* _CONSIGNE_: Sélectionnez dans les enregistrements ci-dessous toutes les lignes contenant le mot « access » et recopiez-les. La casse compte.

* _DONNÉES DE L'EXERCICE_:
>>>>
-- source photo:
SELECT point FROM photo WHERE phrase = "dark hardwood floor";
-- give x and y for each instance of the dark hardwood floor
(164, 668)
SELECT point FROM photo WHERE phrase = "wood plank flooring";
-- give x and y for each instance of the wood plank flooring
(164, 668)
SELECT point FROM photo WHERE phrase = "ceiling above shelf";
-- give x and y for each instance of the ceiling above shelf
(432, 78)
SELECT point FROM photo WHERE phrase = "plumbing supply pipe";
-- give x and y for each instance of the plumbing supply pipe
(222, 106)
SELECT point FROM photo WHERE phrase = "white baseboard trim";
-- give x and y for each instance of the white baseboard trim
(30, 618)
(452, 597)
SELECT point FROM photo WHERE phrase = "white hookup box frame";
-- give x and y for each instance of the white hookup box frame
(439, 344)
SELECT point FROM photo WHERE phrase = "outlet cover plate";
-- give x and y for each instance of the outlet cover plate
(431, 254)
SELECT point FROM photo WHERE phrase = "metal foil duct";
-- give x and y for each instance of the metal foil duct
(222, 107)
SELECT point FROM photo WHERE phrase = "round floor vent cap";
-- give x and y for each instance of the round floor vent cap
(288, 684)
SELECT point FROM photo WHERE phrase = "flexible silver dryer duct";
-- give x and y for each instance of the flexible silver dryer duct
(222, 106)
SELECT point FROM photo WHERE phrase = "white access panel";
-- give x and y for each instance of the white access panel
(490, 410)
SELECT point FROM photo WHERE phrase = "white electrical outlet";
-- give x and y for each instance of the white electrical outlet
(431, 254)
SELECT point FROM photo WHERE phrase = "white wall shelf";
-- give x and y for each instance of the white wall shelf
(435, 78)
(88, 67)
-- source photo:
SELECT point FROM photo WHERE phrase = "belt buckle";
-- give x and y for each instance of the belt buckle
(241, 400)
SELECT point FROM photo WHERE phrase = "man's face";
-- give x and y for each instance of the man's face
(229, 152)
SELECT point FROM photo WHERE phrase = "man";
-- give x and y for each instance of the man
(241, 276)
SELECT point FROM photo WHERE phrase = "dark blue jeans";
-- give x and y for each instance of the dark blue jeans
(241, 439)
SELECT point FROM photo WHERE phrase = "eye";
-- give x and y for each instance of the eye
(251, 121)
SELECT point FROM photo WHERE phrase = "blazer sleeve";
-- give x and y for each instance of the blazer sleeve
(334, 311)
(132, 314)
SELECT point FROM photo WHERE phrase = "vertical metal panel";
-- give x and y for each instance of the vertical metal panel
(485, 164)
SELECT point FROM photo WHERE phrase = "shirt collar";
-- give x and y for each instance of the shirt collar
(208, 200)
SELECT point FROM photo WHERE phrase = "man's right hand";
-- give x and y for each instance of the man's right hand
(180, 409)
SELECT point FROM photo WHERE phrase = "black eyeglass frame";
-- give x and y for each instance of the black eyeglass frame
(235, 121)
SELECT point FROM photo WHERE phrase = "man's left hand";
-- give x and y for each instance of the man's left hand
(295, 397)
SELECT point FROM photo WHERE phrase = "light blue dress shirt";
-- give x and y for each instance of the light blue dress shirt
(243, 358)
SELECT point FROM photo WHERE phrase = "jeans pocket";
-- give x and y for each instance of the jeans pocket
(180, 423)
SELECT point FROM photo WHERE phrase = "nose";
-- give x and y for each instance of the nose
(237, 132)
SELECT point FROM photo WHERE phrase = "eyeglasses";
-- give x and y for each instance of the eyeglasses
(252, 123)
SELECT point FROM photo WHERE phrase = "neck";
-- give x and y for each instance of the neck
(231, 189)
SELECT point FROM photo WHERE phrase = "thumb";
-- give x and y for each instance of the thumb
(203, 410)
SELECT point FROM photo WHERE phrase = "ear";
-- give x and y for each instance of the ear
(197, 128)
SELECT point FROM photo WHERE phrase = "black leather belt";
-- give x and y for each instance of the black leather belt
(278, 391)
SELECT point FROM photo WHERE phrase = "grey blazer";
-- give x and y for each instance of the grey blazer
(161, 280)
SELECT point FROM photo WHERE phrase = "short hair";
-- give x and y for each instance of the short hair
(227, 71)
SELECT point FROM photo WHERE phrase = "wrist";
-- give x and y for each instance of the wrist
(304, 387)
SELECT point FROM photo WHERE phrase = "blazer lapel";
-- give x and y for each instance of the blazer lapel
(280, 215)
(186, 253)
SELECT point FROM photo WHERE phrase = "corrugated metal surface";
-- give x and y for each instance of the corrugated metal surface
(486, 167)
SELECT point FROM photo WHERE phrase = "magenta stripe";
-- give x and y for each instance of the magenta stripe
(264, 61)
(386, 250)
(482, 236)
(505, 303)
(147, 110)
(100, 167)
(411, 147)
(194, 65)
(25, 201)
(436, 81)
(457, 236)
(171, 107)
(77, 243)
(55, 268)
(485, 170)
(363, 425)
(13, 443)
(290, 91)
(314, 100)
<<<<
* _RÉPONSE ATTENDUE_:
SELECT point FROM photo WHERE phrase = "white access panel";
-- give x and y for each instance of the white access panel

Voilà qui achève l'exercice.